(Beginning of Supplied data)
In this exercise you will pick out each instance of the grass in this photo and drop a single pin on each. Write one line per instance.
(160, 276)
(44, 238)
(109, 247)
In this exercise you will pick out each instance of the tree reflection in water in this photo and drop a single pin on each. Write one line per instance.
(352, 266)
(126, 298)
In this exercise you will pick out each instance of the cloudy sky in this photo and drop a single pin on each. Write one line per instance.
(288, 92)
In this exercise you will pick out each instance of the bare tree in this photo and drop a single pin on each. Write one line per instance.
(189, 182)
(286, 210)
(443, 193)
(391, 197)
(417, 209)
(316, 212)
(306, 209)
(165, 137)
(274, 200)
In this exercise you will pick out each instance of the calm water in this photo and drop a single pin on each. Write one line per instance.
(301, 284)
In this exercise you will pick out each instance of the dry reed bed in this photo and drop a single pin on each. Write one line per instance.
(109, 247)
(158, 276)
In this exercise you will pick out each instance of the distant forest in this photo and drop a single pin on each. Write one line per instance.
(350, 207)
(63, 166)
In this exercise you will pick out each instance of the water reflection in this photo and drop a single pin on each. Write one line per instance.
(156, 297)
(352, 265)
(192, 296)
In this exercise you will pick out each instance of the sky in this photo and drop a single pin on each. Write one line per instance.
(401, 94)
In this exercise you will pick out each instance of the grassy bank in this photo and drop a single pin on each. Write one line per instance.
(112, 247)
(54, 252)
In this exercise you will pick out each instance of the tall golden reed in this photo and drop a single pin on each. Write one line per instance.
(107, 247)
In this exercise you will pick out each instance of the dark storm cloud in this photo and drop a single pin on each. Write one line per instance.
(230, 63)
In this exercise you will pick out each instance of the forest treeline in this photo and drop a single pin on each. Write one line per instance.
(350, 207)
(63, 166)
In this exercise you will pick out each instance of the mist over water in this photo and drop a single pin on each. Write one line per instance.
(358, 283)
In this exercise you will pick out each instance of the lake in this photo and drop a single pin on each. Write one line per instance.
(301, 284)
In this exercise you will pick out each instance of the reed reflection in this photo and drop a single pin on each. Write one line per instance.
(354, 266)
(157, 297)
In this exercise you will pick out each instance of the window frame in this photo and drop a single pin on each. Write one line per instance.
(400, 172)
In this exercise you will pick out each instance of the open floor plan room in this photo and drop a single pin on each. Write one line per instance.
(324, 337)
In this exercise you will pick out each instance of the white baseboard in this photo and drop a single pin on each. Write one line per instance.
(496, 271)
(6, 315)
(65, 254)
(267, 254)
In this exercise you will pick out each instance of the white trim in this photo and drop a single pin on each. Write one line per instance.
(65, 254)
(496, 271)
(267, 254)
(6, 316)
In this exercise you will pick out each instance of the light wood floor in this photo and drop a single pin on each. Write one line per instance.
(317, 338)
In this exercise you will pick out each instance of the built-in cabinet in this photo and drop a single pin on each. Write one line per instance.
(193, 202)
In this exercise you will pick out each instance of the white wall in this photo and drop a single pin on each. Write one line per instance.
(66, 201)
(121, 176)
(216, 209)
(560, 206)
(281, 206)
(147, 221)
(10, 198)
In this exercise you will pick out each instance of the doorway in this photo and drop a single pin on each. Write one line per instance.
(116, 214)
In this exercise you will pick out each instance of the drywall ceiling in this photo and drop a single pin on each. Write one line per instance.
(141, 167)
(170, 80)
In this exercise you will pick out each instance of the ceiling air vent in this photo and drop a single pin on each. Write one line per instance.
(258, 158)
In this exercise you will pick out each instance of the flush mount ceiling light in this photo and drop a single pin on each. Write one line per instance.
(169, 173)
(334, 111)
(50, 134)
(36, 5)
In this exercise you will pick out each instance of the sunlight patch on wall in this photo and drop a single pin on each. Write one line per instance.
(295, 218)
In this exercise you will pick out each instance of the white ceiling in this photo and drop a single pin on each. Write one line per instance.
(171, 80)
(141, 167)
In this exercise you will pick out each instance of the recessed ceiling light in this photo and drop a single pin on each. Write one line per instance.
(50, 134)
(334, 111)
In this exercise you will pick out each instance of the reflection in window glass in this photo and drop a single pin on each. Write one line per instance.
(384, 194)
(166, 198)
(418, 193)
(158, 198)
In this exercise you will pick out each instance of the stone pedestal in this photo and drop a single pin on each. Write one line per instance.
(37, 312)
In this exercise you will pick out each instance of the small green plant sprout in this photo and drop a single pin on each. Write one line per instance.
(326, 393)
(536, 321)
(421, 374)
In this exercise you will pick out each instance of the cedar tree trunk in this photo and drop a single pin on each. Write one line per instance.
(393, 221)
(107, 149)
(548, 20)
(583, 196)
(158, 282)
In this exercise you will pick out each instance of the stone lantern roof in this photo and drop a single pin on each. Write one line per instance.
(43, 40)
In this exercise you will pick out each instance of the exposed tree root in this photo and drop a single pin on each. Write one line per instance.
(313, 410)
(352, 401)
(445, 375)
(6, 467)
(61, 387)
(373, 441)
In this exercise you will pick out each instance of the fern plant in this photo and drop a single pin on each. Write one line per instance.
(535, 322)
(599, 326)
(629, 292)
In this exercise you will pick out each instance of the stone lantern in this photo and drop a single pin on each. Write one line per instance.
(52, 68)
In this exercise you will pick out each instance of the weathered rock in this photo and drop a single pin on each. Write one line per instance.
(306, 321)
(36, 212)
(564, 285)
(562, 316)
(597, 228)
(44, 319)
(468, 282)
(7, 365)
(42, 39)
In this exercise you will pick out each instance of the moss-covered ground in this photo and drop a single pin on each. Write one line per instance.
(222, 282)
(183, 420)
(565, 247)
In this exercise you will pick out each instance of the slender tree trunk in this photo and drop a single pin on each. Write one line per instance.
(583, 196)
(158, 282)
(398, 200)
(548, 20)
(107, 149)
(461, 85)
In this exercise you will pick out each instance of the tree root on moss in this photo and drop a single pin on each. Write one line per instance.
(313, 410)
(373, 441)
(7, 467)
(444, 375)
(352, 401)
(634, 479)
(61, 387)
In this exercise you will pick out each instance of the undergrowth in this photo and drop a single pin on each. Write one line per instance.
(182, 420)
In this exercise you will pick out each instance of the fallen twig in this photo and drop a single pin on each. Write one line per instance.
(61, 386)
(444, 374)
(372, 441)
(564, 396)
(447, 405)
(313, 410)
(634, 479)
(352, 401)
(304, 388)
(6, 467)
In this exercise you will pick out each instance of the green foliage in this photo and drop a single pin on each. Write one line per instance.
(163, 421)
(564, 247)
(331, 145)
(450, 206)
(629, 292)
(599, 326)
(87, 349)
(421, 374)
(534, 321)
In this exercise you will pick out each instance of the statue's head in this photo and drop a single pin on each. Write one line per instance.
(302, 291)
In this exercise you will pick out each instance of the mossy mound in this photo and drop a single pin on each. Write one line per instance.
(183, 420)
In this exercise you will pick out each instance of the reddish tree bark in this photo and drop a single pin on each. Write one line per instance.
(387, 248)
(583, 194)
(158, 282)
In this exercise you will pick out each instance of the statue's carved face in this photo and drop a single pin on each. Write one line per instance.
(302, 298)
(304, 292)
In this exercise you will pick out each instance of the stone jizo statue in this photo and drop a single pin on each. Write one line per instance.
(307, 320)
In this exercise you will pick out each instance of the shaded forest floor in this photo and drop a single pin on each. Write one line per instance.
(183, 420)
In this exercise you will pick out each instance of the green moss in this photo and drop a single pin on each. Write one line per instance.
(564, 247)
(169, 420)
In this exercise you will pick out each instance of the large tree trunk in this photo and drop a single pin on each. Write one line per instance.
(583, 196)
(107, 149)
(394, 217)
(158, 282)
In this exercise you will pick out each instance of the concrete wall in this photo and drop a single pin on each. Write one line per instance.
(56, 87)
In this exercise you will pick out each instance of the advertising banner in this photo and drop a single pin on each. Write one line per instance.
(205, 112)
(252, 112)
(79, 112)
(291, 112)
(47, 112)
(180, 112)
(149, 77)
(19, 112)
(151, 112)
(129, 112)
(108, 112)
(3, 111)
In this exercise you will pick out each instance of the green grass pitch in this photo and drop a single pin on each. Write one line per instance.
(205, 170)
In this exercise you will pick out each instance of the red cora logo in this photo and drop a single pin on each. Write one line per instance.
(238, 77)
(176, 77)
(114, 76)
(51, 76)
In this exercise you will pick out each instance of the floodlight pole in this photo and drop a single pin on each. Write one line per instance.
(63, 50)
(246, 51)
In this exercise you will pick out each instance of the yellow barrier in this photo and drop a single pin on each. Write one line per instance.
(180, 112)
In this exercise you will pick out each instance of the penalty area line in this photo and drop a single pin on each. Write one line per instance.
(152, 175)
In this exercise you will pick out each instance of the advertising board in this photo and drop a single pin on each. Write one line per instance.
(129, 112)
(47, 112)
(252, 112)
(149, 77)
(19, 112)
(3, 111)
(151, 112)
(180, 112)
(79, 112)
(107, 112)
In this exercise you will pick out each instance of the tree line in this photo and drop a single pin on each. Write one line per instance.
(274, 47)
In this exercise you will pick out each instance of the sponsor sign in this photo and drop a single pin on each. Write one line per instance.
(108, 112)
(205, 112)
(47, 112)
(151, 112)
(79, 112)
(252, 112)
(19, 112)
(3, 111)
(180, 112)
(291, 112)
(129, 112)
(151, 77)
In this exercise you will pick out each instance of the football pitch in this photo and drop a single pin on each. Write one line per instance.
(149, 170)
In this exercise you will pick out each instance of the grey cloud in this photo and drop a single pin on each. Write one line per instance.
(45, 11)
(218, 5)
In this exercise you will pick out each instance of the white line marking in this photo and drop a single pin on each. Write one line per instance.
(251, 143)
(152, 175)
(End of Supplied data)
What is needed - Your task is to retype, exactly and only, the lines from the one with "of the penalty" through the final line above.

Answer section -
In this exercise you will pick out each instance of the penalty area line in this photo and drop a single pin on each. Write one line per instance.
(152, 175)
In this exercise you will pick out each instance of the advertising board in this photo and drop a single pin on each. Write one line per instance.
(129, 112)
(47, 112)
(252, 112)
(149, 77)
(19, 112)
(3, 111)
(151, 112)
(180, 112)
(79, 112)
(107, 112)
In this exercise you will pick out each instance of the tree line in this photo and drop a single pin on each. Write one line per instance.
(274, 47)
In this exercise you will pick out each instance of the sponsor sign in this photo and drop a single pin on each. Write one line per instance.
(108, 112)
(205, 112)
(47, 112)
(151, 112)
(79, 112)
(252, 112)
(19, 112)
(3, 111)
(180, 112)
(291, 112)
(129, 112)
(151, 77)
In this exercise you will pick out each instance of the football pitch in this photo and drop a single pin on each. Write one line per instance.
(149, 170)
In this exercise you will pick out each instance of the grey cloud in this photo and drop a single pin on each. Write one line per instance.
(45, 11)
(218, 5)
In this exercise you will pick out each instance of the white line marking in this photo and drop a single pin on each. Write one line per instance.
(251, 143)
(152, 175)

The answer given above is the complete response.